Cosecha los min/max que el writer ya emite por row-group (RFC-002 §4

  • read-back desde el Parquet footer) para evitar decodificar row-groups que no pueden contener filas que satisfacen el WHERE.

El predicate pushdown estructural (RFC-011) empujó cada Filter lo más cerca del leaf (NodeScan) que pudo; este siguiente paso convierte el Filter inmediatamente sobre NodeScan en predicates del NodeScan, que el storage layer consume durante el scan para descartar row-groups completos sin decodificar.

Alcance:

  • Tipo ScanPredicate en namidb-storage::sst::predicates (Eq / Lt / LtEq / Gt / GtEq / Between / IsNull / IsNotNull / In) contra una sola columna y un literal canónico (StatScalar).
  • eval_row_group(predicate, &PropertyColumnStats) -> RowGroupVerdict conservador: Absent solo si los stats demuestran imposibilidad, MaybePresent cuando los stats faltan o no son concluyentes.
  • NodeSstReader::scan_with_predicates(&[ScanPredicate]) lee el Parquet metadata, evalúa cada predicate contra los stats por row-group, skipea cualquier row-group con verdict Absent para CUALQUIER predicate.
  • Snapshot::scan_label_with_predicates(label, &[ScanPredicate]) y Snapshot::scan_label(label) mantenido como wrapper de scan_label_with_predicates(label, &[]) (compat).
  • LogicalPlan::NodeScan gana predicates: Vec<ScanPredicate> field. Default vacío para callers existentes.
  • Rewriter en optimize::pushdown: cuando llega a NodeScan con pending no-vacío, intenta convertir cada conjunct a un ScanPredicate sobre alias.property. Los pushables van al NodeScan.predicates; los no-pushables permanecen como Filter.
  • Executor pasa los predicates al storage en el callsite de walker::execute_node_scan.
  • Cardinality evalúa selectividad de los predicates ya empujados sobre el node_count del catalog (consistente con RFC-010 §3.1).

> **QUÉ SE PIDE**
**a)** Por favor, transcribe literalmente un fragmento del pasaje sobre el predicate pushdown, empezando en "El predicate pushdown" y terminando en "no son concluyentes.".
**b)** Resume en dos oraciones el pasaje sobre el predicate pushdown.

[Listado de una fuente de datos]
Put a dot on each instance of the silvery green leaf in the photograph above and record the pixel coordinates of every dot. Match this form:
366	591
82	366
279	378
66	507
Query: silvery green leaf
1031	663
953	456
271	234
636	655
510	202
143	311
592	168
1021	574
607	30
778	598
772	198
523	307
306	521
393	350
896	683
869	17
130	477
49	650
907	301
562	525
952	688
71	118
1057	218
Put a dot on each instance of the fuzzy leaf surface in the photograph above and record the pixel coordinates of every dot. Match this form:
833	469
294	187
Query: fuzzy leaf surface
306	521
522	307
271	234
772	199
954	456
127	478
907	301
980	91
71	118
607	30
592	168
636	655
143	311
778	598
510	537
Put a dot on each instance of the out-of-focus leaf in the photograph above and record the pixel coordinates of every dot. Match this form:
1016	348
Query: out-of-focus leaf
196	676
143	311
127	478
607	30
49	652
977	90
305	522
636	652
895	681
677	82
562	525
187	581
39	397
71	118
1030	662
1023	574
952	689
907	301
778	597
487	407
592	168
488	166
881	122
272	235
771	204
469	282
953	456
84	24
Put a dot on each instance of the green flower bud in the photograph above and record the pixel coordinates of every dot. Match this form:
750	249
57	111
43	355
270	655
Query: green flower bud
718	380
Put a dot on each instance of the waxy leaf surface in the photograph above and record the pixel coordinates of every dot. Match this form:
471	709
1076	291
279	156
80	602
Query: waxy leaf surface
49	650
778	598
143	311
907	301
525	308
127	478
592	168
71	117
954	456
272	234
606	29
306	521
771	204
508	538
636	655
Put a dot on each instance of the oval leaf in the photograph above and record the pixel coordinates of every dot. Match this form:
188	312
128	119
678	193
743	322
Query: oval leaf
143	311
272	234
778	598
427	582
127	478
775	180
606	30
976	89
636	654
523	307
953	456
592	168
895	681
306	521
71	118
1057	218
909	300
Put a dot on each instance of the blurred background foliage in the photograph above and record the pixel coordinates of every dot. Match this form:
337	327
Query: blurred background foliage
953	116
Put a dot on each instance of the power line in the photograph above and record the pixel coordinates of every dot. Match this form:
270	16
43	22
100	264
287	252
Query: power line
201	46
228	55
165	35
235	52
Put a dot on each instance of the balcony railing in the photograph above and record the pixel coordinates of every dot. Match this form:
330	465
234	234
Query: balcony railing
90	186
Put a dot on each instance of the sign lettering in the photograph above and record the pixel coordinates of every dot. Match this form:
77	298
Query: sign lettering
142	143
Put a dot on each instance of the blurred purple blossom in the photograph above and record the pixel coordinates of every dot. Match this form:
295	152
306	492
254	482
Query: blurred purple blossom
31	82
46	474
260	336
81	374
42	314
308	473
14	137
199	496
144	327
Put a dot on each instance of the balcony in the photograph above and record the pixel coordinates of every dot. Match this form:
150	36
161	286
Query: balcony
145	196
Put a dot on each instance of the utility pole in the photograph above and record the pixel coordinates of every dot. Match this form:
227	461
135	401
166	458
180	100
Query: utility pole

> **RESPUESTAS RESUELTAS**
**a)**
El predicate pushdown estructural (RFC-011) empujó cada Filter lo más cerca del leaf (NodeScan) que pudo; este siguiente paso convierte el Filter inmediatamente sobre NodeScan en predicates del NodeScan, que el storage layer consume durante el scan para descartar row-groups completos sin decodificar.

Alcance:

  • Tipo ScanPredicate en namidb-storage::sst::predicates (Eq / Lt / LtEq / Gt / GtEq / Between / IsNull / IsNotNull / In) contra una sola columna y un literal canónico (StatScalar).
  • eval_row_group(predicate, &PropertyColumnStats) -> RowGroupVerdict conservador: Absent solo si los stats demuestran imposibilidad, MaybePresent cuando los stats faltan o no son concluyentes.

**b)** Este paso aprovecha los min/max que el writer ya emite por row-group y convierte el Filter inmediatamente sobre NodeScan en predicates del NodeScan, para evitar decodificar row-groups que no pueden contener filas que satisfacen el WHERE. El storage layer consume esos predicates durante el scan y descarta sin decodificar cualquier row-group cuyo verdict sea Absent, mientras que los conjuncts no convertibles permanecen como Filter.